--- Begin Selected passage ---
Sports 2019, 7(5), 111; https://doi.org/10.3390/sports7050111
Submission received: 30 March 2019 / Revised: 7 May 2019 / Accepted: 9 May 2019 / Published: 14 May 2019
(This article belongs to the Special Issue Strength Training in Sprint Sports)
Browse Figure
Versions Notes

Abstract

:
Change of direction (COD) is a performance-limiting factor in team sports. However, there are no exact definitions describing which physical abilities limit COD performance in soccer. Nevertheless, different COD tests are used or have been recommended as being equally effective in the professional practice of measuring COD performance. Therefore, the aim of this study was to evaluate the relationship between different COD tests, and to test the independence and generalizability of these COD tests in soccer. As such, 27 elite youth soccer players were randomly recruited and were tested in different COD tests (i.e., Illinois agility test (IAT), T agility test (TT), 505 agility test (505), Gewandtheitslauf (GewT), triangle test (Tri-t), and square test (SQT)). Bivariate Pearson correlation analysis was used to assess the relationships between the COD tests. The Benjamini–Hochberg method was used to control for the false discovery rate of the study at 0.05. This investigation calculated explained variances of 10% to 55% between performances in the different COD tests. This suggested that the tests covered different aspects or task-specific characteristics of the COD. Therefore, coaches and sport scientists should review and select different tests with a logical validity, based on the requirement profiles of the corresponding sport.

1. Introduction

Change of direction (COD) is a performance-limiting factor, especially in team sports, and it has been identified in several test batteries related to elite sports [1]. Reilly and Williams [2] proposed that the Illinois agility test (IAT) is the most appropriate test for measuring the COD performance in team sports. In contrast, Nimphius et al. [3] pointed out that the IAT is not suitable for testing directional speed. Meanwhile, other authors recommend the T agility test (TT) as the most suitable method for testing COD performance [4], whereas others [5,6,7] recommend the IAT, the TT, and the 505 agility test (505) for evaluating COD performance in team sport athletes. Furthermore, COD tests that are designed like the triangle test (Tri-t), or COD tests that are based on the Tri-t although designed like the square test (SQT), are commonly used in team sport assessments [8]. The German Soccer Association (DFB) recommends the Gewandtheitslauf (GewT) test to evaluate the COD performance of soccer players [9]. It is important to note that the Tri-t, SQT, and GewT have yet to be compared to other COD tests.
Different COD tests possess different durations, lengths, or degrees of COD [10] (Table 1). The different test designs (distance, number of CODs, etc.) indicate that the test performance is limited by different parameters. Some tests are limited by metabolic capacity, speed-endurance, and longer distances [11], while others are limited by the eccentric–concentric strength or power [7,12] or by the linear sprint performance [13].
--- End Selected passage ---
What you will do.
1) Summarize the change-of-direction testing excerpt in two sentences.
2) Convert the rows into a numbered list, starting at the first line of the rows and stopping after the line that contains "instruction: provide the mask of every instance of the black". Leave out blank lines.
The rows that follow are unrelated to the text.
--- Begin Supplied data ---
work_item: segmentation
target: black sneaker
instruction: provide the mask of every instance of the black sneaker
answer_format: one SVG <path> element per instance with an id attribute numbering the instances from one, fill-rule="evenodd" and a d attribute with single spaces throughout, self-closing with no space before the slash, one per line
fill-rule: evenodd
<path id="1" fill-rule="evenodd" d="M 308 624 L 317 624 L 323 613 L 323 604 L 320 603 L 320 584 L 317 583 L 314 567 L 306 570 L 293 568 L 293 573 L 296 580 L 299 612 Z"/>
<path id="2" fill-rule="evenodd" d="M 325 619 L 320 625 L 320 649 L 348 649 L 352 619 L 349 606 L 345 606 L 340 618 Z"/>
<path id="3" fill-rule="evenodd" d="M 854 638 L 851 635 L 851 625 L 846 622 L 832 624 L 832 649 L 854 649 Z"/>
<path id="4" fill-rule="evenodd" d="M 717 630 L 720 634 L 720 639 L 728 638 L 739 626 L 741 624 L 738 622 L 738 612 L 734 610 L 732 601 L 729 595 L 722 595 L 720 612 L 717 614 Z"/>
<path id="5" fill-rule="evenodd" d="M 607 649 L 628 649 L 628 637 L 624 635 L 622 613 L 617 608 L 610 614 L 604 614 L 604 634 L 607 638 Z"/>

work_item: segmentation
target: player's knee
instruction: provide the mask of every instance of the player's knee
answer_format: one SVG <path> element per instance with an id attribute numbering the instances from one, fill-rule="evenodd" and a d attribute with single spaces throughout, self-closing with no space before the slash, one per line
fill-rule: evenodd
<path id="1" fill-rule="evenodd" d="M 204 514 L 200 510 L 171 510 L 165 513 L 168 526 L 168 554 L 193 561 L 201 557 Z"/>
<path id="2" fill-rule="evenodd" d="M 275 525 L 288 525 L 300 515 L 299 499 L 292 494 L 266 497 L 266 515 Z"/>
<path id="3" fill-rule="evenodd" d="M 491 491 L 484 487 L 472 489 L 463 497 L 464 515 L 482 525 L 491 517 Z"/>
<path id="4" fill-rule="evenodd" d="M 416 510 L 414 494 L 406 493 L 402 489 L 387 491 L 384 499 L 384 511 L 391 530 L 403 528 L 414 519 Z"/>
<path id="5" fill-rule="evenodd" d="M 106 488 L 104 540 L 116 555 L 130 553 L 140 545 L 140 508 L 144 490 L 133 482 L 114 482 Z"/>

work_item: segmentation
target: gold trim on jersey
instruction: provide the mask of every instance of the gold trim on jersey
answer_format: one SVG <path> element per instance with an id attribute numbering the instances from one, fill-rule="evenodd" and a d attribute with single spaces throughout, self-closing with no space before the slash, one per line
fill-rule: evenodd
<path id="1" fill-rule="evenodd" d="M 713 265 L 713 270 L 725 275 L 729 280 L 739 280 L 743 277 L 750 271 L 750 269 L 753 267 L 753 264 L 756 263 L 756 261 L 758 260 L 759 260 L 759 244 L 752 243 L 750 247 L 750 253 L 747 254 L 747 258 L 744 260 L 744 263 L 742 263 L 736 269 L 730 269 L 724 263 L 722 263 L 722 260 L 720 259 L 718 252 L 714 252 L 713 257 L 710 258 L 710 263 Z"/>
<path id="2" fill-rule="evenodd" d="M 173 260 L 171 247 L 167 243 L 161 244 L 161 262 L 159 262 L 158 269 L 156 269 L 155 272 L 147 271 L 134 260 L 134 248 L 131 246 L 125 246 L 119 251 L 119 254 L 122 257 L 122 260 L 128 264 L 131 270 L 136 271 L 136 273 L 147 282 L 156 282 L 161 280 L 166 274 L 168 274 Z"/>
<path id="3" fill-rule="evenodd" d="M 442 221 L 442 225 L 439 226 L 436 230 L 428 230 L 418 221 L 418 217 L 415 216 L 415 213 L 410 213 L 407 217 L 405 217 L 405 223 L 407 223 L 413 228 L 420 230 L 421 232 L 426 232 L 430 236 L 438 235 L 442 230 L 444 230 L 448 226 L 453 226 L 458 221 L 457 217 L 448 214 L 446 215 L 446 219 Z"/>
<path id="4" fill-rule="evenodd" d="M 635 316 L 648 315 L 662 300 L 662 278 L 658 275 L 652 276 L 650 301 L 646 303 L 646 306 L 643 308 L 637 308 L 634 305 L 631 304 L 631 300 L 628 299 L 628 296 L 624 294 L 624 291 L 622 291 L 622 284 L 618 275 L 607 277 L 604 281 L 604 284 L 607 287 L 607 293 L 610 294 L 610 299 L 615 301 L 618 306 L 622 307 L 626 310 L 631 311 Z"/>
--- End Supplied data ---
Solution set.
1) Twenty-seven elite youth soccer players were tested on six change-of-direction tests, and the explained variances of 10% to 55% between test performances suggested that the tests cover different aspects of change of direction. Because the tests differ in duration, distance and number of direction changes and are limited by different parameters, coaches and sport scientists should choose tests with logical validity based on the requirement profile of their sport.

2)
1. work_item: segmentation
2. target: black sneaker
3. instruction: provide the mask of every instance of the black sneaker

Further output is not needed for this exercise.